*PAGE EXCERPT*:
--------------------------------------------------

Search code examples
dockerminiconda

Building package based on miniconda


There is a package called "facets" that will help visualize data.

https://github.com/PAIR-code/facets

Is it possible to dockerize the installation of this using conda?

Currently I am using the following line to start docker container that has everything that I need.

docker run -i -t -p 8888:8888 -v /tmp:/tmp continuumio/miniconda3 /bin/bash -c "/opt/conda/bin/conda install jupyter -y --quiet && cd /tmp/ && /opt/conda/bin/jupyter notebook --NotebookApp.token='passwd' --notebook-dir=/tmp --ip='*' --port=8888 --no-browser --allow-root"

How do I extend this line or use dockerfile to include installation of facets?

I have found a dockerfile but it is using tensoreflow as base image.

https://github.com/gel/facets/blob/master/docker/Dockerfile

If I just change it to minicoda, build fails immedately with error:

Package 'openjdk-8-jdk' has no installation candidate

Is it possible to build facets package based on miniconda?

--------------------------------------------------

*MATERIAL*:

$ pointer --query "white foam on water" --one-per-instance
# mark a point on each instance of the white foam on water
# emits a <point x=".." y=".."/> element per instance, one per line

--------------------------------------------------

*EXERCISE OBJECTIVE*:
Continue the forum question about building the facets package in a Docker container based on miniconda, picking up after its last sentence.

*EXERCISE RESPONSE*:
Solution

  • Facets are now included in tensorflow data validation module.

    !pip install -q tensorflow_data_validation tensorflow
    
    # !wget https://storage.googleapis.com/tfx-colab-datasets/chicago_data.zip
    # !unzip chicago_data.zip
    
    import tensorflow_data_validation as tfdv
    
    train_stats = tfdv.generate_statistics_from_csv(data_location='data/train/data.csv')
    tfdv.visualize_statistics(train_stats)
    
    schema = tfdv.infer_schema(statistics=train_stats)
    tfdv.display_schema(schema=schema)